Supplied information.
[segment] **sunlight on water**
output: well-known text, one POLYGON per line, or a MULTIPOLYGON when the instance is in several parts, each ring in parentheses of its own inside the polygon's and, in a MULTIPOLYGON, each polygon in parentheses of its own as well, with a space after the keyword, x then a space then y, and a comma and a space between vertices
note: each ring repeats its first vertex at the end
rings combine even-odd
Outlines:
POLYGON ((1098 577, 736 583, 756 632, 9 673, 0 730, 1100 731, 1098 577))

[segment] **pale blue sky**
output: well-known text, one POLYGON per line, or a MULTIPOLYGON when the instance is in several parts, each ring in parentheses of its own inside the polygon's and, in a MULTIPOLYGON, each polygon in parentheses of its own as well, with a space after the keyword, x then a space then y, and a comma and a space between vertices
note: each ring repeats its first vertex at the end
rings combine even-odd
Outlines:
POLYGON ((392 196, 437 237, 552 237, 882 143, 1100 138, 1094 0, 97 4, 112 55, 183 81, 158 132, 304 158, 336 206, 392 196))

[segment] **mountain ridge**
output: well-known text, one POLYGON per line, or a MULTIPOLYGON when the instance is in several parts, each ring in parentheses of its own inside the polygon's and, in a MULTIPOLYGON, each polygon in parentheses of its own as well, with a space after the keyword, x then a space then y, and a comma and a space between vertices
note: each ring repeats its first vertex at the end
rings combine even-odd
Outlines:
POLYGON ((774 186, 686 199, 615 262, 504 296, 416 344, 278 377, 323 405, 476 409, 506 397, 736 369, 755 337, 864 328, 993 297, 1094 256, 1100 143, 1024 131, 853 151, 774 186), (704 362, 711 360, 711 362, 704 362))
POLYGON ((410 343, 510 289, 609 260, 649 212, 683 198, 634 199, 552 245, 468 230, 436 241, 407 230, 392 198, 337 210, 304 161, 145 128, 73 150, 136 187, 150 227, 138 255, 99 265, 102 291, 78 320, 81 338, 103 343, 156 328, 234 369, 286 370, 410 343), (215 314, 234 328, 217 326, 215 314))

Description of the task. Render the lines from the very first one through the line containing "POLYGON ((392 196, 437", inclusive, as a Markdown table with the columns Row and Line, leaving out blank lines.

Worked solution.
| Row | Line |
|---|---|
| 1 | [segment] **sunlight on water** |
| 2 | output: well-known text, one POLYGON per line, or a MULTIPOLYGON when the instance is in several parts, each ring in parentheses of its own inside the polygon's and, in a MULTIPOLYGON, each polygon in parentheses of its own as well, with a space after the keyword, x then a space then y, and a comma and a space between vertices |
| 3 | note: each ring repeats its first vertex at the end |
| 4 | rings combine even-odd |
| 5 | Outlines: |
| 6 | POLYGON ((1098 577, 736 583, 756 632, 9 673, 0 730, 1100 731, 1098 577)) |
| 7 | [segment] **pale blue sky** |
| 8 | output: well-known text, one POLYGON per line, or a MULTIPOLYGON when the instance is in several parts, each ring in parentheses of its own inside the polygon's and, in a MULTIPOLYGON, each polygon in parentheses of its own as well, with a space after the keyword, x then a space then y, and a comma and a space between vertices |
| 9 | note: each ring repeats its first vertex at the end |
| 10 | rings combine even-odd |
| 11 | Outlines: |
| 12 | POLYGON ((392 196, 437 237, 552 237, 882 143, 1100 138, 1094 0, 97 4, 112 55, 183 81, 158 132, 304 158, 336 206, 392 196)) |